**Instructions for the task**: Copy every line of the data exactly, leaving nothing out.

**Data in this exercise**:
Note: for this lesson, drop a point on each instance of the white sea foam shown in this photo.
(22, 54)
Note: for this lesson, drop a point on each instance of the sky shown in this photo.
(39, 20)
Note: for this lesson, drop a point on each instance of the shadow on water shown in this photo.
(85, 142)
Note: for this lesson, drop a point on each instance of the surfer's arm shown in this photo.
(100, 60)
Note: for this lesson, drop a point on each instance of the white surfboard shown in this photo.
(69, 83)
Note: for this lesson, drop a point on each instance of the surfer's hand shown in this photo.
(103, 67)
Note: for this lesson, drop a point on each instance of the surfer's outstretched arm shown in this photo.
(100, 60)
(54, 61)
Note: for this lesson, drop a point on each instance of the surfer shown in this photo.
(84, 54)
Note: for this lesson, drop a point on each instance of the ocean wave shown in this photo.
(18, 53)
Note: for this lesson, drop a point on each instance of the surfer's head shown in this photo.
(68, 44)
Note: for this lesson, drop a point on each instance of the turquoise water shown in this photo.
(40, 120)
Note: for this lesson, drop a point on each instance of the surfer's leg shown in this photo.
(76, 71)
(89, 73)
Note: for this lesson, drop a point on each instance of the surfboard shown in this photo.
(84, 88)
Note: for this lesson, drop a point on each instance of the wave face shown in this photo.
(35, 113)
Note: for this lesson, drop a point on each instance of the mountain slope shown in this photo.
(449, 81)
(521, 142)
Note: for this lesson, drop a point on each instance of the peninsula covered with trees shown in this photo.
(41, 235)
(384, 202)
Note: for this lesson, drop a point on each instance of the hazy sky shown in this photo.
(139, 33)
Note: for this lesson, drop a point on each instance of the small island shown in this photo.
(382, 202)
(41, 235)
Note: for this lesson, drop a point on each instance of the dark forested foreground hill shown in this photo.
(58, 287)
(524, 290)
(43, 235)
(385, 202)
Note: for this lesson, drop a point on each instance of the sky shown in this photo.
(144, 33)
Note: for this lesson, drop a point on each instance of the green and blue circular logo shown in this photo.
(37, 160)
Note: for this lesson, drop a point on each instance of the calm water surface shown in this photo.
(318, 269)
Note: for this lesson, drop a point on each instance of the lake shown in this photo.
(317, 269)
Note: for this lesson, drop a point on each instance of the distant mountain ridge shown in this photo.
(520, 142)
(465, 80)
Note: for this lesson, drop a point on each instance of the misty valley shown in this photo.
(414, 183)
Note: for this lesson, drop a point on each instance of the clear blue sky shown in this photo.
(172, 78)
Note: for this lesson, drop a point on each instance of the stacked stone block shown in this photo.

**In response**:
Note: for this lesson, drop a point on each instance of the white sea foam shown in this photo.
(22, 54)
Note: for this lesson, drop a point on each instance of the sky shown in this photo.
(39, 20)
Note: for this lesson, drop a point on each instance of the shadow on water shown in this photo.
(85, 142)
Note: for this lesson, drop a point on each instance of the surfer's arm shown in this photo.
(100, 60)
Note: for this lesson, drop a point on each instance of the white surfboard shown in this photo.
(69, 83)
Note: for this lesson, drop a point on each instance of the surfer's hand shown in this photo.
(103, 67)
Note: for this lesson, drop a point on each instance of the surfer's outstretched arm shown in this photo.
(100, 60)
(54, 61)
Note: for this lesson, drop a point on each instance of the surfer shown in this photo.
(84, 54)
Note: for this lesson, drop a point on each instance of the ocean wave shown in this photo.
(18, 53)
Note: for this lesson, drop a point on each instance of the surfer's head shown in this photo.
(68, 44)
Note: for this lesson, drop a point on each instance of the turquoise water shown in this photo.
(40, 120)
Note: for this lesson, drop a point on each instance of the surfer's leg shown in this photo.
(76, 71)
(89, 73)
Note: for this lesson, drop a point on each instance of the surfboard shown in this photo.
(84, 88)
Note: for this lesson, drop a point on each instance of the wave face shown in this photo.
(35, 113)
Note: for this lesson, drop a point on each instance of the mountain slope shown in this photo.
(449, 81)
(521, 142)
Note: for this lesson, drop a point on each instance of the peninsula covered with trees shown in this photo.
(41, 235)
(384, 202)
Note: for this lesson, drop a point on each instance of the hazy sky shown in this photo.
(139, 33)
Note: for this lesson, drop a point on each instance of the small island shown in this photo.
(382, 202)
(41, 235)
Note: for this lesson, drop a point on each instance of the dark forested foreground hill shown in this photo.
(58, 287)
(524, 290)
(43, 235)
(385, 202)
Note: for this lesson, drop a point on each instance of the sky shown in this photo.
(144, 33)
Note: for this lesson, drop a point on each instance of the green and blue circular logo shown in this photo.
(37, 160)
Note: for this lesson, drop a point on each instance of the calm water surface shown in this photo.
(318, 269)
Note: for this lesson, drop a point on each instance of the lake shown in this photo.
(317, 269)
Note: for this lesson, drop a point on each instance of the distant mountain ridge shown in this photo.
(520, 142)
(465, 80)
Note: for this lesson, drop a point on each instance of the misty valley shown in this photo.
(414, 183)
Note: for this lesson, drop a point on each instance of the clear blue sky shown in this photo.
(172, 78)
Note: for this lesson, drop a point on each instance of the stacked stone block shown in this photo.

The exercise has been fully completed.